Document segment:
┄┄┄┄┄┄┄┄┄┄

Borena (Georgian: ბორენა) was a sister of the Alan king Durgulel "the Great", and the Queen consort of Georgia, as the second wife of Bagrat IV (r. 1027–1072).[1][2]

The medieval Georgian historical tradition provides little information about Borena. Bagrat married Borena sometime after the death of his first wife in the early 1030s, Elene (niece of the Byzantine emperor Romanos III Argyros). The births of their children in the 1050s is a clue that their marriage was in the 1040s or early 1050s. This was just one of the several intermarriages between the medieval Georgian Bagratids and their natural allies, the royal house of Alania.[3] Borena seems to have retained some contacts with her native Alania: the Georgian chronicles report that when Durgulel paid a visit to Bagrat IV, he also arranged an audience with his sister Borena. The last we hear about Borena is her presence at Bagrat's deathbed in 1072.[4]

Borena is primarily known as a patron and promoter of Georgian Orthodox culture and monastic life. She sponsored the construction of the Georgian Kapata Monastery on Mount Sion at Jerusalem. She is frequently identified with the Borena who was an author of a passionate and moving hymn to Virgin Mary, which is found as an inscription on the Theotokos icon from that time (now preserved at the Lenjer Church in highland Svaneti).[5]

Bagrat IV and Borena were the parents of:

In addition to these well-documented children, the couple may have had a daughter, Mariam, possibly a wife of the Byzantine dignitary Theodore Gabras.[4]


  1. ^ Kolovou, Ioulia (2020-05-13). Anna Komnene and the Alexiad: The Byzantine Princess and the First Crusade. Pen and Sword History. ISBN 978-1-5267-3302-3.

┄┄┄┄┄┄┄┄┄┄

Dataset excerpt:
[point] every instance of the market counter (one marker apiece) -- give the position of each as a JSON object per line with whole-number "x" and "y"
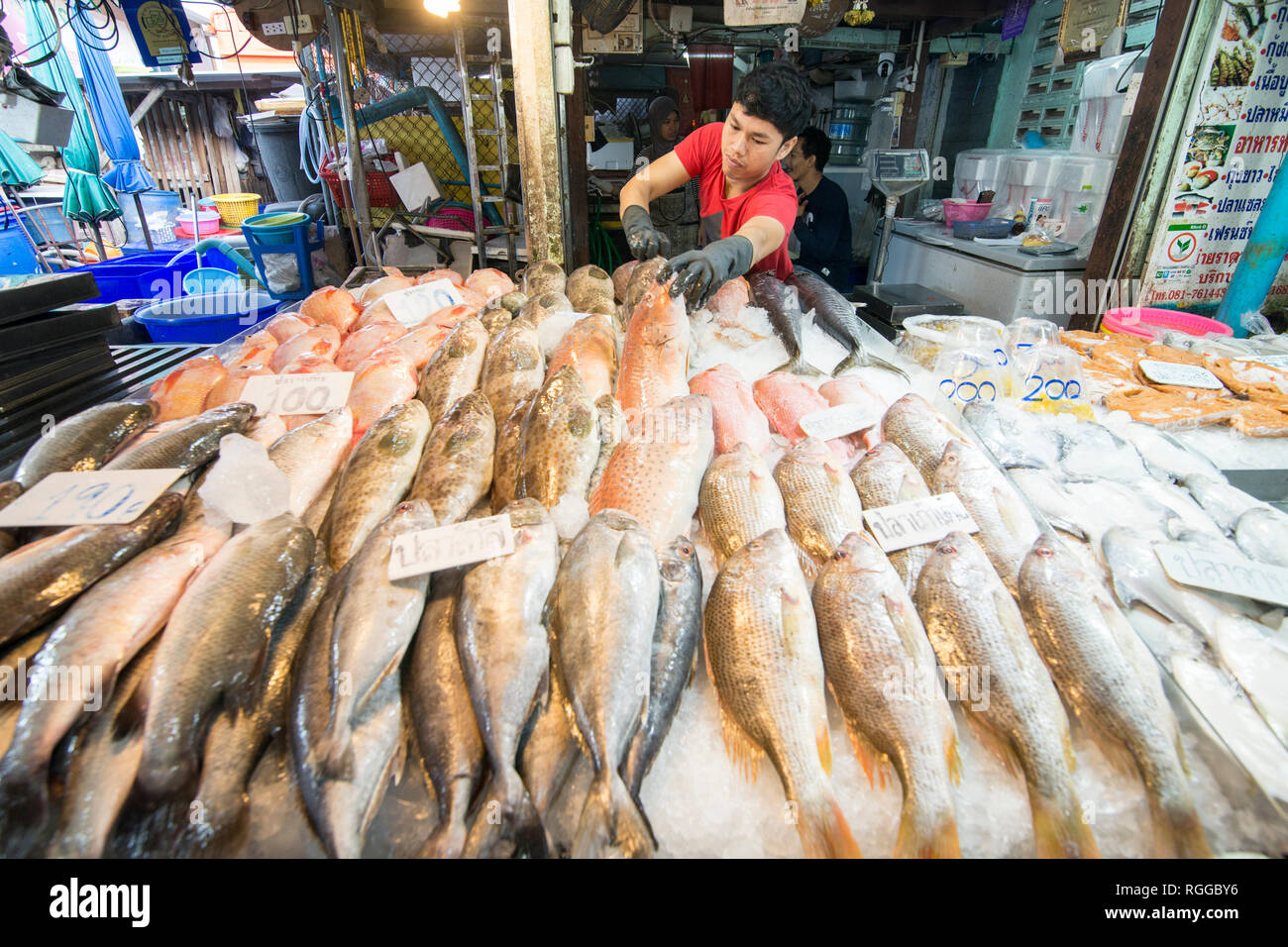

┄┄┄┄┄┄┄┄┄┄

Exercise details:
In the text about Borena, what building project did she sponsor?

Expected output:
The construction of the Georgian Kapata Monastery on Mount Sion at Jerusalem.